-- RECORD SET --
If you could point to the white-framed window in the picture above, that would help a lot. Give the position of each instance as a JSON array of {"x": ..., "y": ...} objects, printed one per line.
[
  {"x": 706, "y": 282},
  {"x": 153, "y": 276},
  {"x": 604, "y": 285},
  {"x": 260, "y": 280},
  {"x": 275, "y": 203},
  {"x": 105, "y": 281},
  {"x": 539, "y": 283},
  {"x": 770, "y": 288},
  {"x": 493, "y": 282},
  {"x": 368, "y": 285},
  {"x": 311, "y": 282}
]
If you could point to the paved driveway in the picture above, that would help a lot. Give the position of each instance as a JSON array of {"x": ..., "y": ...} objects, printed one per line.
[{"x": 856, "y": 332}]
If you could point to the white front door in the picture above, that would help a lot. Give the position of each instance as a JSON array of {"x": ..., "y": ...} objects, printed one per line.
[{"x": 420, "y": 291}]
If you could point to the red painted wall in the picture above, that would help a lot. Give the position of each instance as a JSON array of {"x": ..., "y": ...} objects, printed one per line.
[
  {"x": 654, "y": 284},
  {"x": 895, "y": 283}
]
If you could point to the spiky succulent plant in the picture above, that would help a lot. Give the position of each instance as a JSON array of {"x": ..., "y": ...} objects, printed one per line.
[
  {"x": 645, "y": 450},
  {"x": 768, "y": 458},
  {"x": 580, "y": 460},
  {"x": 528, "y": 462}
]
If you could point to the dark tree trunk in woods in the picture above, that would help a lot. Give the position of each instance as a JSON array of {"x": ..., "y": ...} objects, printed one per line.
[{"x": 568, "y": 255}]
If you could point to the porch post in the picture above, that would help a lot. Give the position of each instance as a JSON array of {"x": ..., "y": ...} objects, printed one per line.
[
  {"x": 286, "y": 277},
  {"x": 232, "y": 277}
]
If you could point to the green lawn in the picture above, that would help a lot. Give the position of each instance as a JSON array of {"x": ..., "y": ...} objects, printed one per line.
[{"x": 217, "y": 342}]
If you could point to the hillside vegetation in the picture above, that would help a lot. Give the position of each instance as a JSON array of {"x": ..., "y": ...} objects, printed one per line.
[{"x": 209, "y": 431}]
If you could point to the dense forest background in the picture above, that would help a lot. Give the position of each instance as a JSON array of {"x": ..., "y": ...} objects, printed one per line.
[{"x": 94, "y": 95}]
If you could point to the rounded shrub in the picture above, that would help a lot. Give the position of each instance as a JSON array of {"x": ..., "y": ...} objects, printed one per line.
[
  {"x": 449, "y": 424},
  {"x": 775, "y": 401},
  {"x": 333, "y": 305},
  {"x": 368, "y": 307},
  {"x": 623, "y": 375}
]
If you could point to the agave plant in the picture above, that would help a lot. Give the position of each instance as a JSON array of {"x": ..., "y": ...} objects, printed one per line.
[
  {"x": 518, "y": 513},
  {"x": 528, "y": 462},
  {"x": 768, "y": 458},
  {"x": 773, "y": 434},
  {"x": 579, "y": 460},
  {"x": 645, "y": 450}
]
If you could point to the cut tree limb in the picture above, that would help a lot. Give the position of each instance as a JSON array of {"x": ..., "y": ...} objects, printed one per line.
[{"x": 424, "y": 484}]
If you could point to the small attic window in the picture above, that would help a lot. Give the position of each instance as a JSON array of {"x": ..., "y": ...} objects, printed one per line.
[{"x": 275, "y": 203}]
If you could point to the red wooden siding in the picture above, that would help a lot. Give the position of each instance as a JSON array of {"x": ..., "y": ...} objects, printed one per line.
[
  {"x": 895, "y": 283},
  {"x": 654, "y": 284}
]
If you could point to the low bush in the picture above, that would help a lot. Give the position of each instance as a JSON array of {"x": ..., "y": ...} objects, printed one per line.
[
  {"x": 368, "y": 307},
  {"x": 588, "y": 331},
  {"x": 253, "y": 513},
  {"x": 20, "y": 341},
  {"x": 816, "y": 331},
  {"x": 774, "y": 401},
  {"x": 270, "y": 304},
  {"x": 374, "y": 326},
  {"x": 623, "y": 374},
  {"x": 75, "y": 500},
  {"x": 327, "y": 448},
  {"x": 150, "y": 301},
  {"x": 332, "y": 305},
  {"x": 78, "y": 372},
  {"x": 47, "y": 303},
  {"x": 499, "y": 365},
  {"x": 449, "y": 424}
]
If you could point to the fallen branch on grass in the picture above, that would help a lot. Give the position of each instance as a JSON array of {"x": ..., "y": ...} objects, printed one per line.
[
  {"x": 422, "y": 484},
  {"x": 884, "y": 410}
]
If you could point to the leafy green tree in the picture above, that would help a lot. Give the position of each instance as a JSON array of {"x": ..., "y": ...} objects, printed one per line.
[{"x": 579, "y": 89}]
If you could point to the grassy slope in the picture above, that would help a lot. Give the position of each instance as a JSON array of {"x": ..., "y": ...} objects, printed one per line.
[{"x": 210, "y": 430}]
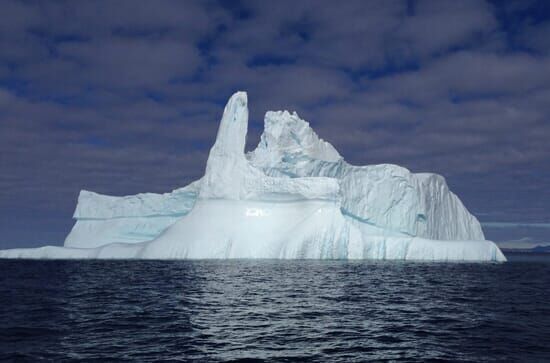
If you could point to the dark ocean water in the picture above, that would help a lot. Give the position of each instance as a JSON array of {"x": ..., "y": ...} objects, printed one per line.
[{"x": 275, "y": 310}]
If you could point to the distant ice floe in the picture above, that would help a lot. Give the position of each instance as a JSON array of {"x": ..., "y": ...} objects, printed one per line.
[{"x": 293, "y": 197}]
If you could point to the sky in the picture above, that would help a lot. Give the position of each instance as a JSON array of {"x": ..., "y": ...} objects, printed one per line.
[{"x": 122, "y": 97}]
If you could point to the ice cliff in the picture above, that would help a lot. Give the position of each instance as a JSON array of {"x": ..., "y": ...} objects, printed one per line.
[{"x": 294, "y": 196}]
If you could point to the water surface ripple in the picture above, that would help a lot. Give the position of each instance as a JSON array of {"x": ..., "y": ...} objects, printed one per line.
[{"x": 274, "y": 310}]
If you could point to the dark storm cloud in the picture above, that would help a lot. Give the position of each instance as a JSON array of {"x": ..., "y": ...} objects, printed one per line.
[{"x": 124, "y": 97}]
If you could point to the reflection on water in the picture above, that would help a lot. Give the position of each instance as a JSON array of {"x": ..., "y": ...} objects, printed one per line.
[{"x": 277, "y": 310}]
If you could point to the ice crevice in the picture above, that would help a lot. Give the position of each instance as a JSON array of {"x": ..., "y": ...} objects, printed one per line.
[{"x": 294, "y": 196}]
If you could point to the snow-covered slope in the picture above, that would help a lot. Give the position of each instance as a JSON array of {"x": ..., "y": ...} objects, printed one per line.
[{"x": 292, "y": 197}]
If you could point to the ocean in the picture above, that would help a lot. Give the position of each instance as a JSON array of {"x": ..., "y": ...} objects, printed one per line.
[{"x": 273, "y": 310}]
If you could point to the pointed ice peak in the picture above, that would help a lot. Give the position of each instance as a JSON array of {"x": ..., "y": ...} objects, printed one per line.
[
  {"x": 227, "y": 165},
  {"x": 287, "y": 134},
  {"x": 231, "y": 138}
]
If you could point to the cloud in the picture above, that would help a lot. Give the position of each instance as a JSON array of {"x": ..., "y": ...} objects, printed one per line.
[{"x": 124, "y": 97}]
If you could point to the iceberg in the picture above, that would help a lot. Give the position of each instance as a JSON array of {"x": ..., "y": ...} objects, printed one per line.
[{"x": 293, "y": 197}]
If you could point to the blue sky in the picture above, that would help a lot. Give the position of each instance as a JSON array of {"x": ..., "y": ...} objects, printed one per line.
[{"x": 122, "y": 97}]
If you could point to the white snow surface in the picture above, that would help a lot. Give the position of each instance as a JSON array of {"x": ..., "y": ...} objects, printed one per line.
[{"x": 293, "y": 197}]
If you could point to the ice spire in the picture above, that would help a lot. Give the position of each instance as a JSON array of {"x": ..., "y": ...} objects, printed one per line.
[{"x": 226, "y": 164}]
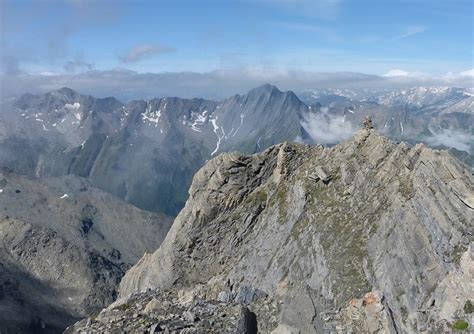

-- OBJECTIVE --
Identify every line in the items above that contains the string "window", and copy each such line in full. Treat matching as case-sensitive.

-- WRITTEN ANSWER --
If you could point to the white-framed window in the picture above, that would help a lot. Give the position of each instance as a JSON array of {"x": ..., "y": ...} objects, printed one per line.
If you could point to the small attic window in the picture above, that would help a lot. Give the position of each instance as a JSON array of {"x": ..., "y": ...} objects, printed one per line.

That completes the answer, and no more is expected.